Saved data entries
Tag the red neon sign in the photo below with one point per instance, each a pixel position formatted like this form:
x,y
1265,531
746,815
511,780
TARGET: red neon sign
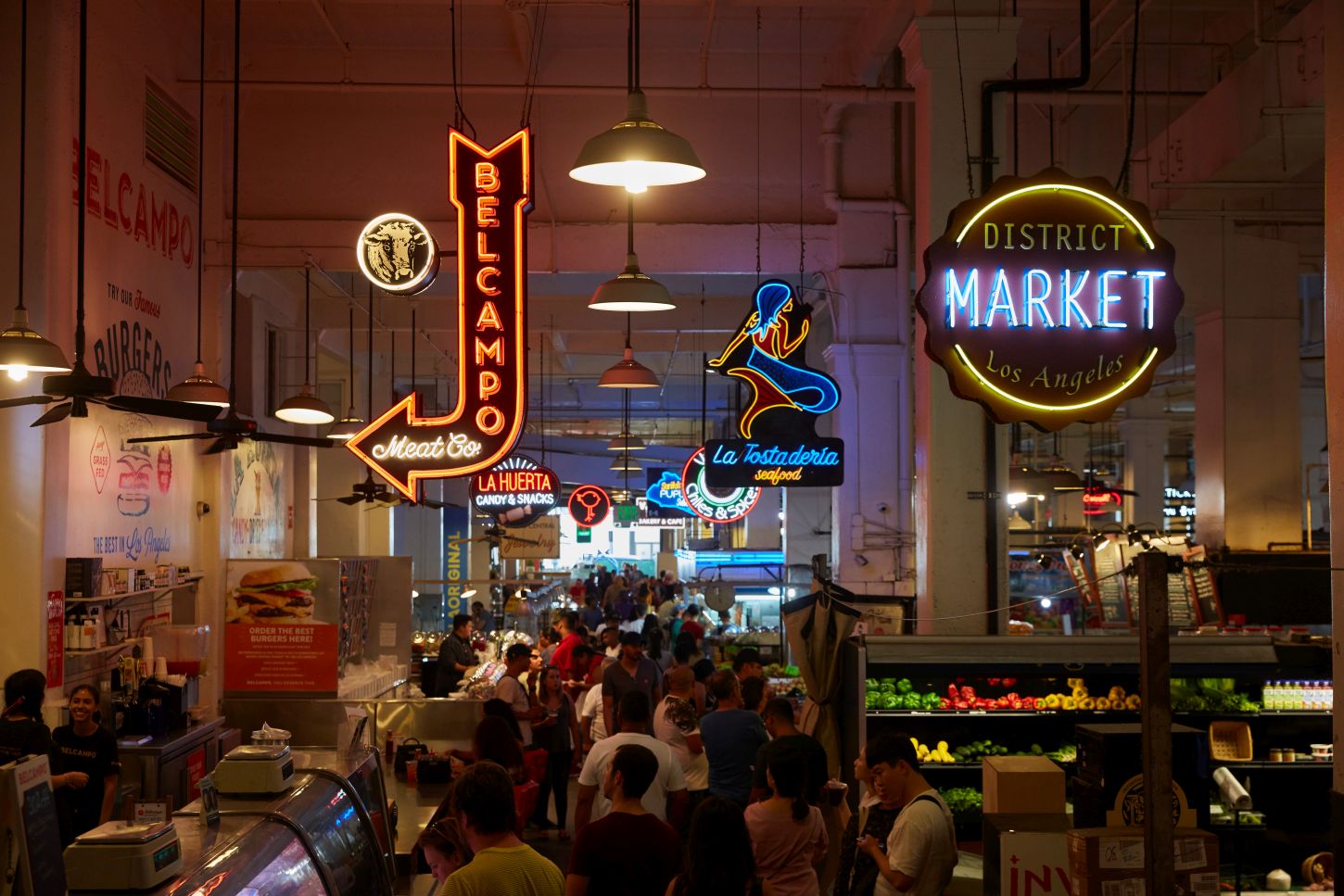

Brief
Recast every line of the data above as a JSON list of strings, one string per line. Skip blank lines and leave out the pictures.

Result of the task
[
  "Tag the red neon sign in the photo below with one point per instance, each a pixel position formatted like this form:",
  "x,y",
  "1265,531",
  "746,815",
  "511,780",
  "TARGET: red neon sign"
]